> [Okuduğunuzu Uygulayın]:
A: Metne göre 1 Kasım seçimleri nasıl şartlar altında yapılmıştır?
B: Metinden "Bunu görmek için" sözlerinin geçtiği yerden başlayan bölümü "kalınca çizilmesi gerekiyor." sözlerinden sonra bitirerek harfi harfine yazınız.

> [Metin]:
- 9.01.2015 00:00
AKP’nin ‘sürpriz’ seçim başarısıyla ilgili moral bozukluğu, hayal kırıklığı, ‘madem öyle…’ küskünlüğü etkisini biraz kaybettiyse ‘sorunu’ doğru teşhis etmek için daha soğukkanlı değerlendirmeler de yapabiliriz demektir.
Saray ve AKP kurmayları da çok iyi biliyor ki AKP’nin gerçek oy potansiyeli bu değil. Bunu kimseye ‘moral’ olsun filan diye söylemiyorum.
Bunu görmek için bir parça siyaset, sosyoloji, toplumsal psikoloji ve Türkiye toplumunun gerçeklerinden haberdar olmak yeter.
1 Kasım seçimleri ‘olağanüstü’ şartlar altında yapıldı. Bu gerçeğin altının kalınca çizilmesi gerekiyor.
Bu ‘olağanüstü’ şartları bir politik taktik olarak kullanan AKP oldu; zaten mimarı da kendisiydi.

> [Alıntılanan Veriler]:

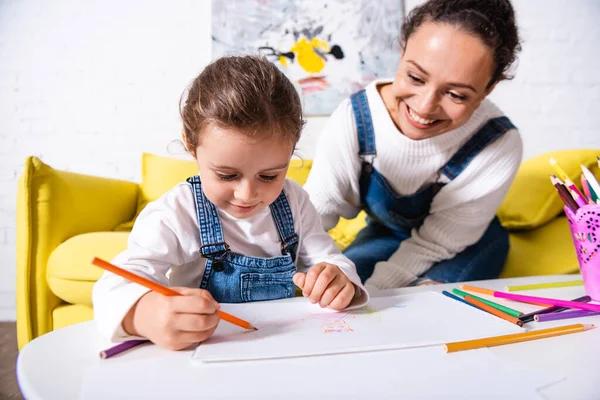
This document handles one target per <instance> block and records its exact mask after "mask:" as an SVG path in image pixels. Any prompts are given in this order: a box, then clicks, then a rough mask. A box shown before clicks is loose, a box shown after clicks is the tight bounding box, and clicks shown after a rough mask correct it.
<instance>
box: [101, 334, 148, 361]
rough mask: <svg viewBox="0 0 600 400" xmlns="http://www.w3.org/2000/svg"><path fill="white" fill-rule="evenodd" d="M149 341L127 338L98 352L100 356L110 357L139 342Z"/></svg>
mask: <svg viewBox="0 0 600 400" xmlns="http://www.w3.org/2000/svg"><path fill="white" fill-rule="evenodd" d="M144 343H150V342H149V341H148V340H137V339H136V340H128V341H126V342H123V343H119V344H118V345H116V346H113V347H110V348H108V349H106V350H103V351H101V352H100V358H102V359H104V358H110V357H112V356H116V355H117V354H119V353H122V352H124V351H127V350H129V349H132V348H134V347H136V346H139V345H140V344H144Z"/></svg>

> [Çözümler Aşağıdadır]:
A: Olağanüstü şartlar altında yapılmıştır.

B:
Bunu görmek için bir parça siyaset, sosyoloji, toplumsal psikoloji ve Türkiye toplumunun gerçeklerinden haberdar olmak yeter.
1 Kasım seçimleri ‘olağanüstü’ şartlar altında yapıldı. Bu gerçeğin altının kalınca çizilmesi gerekiyor.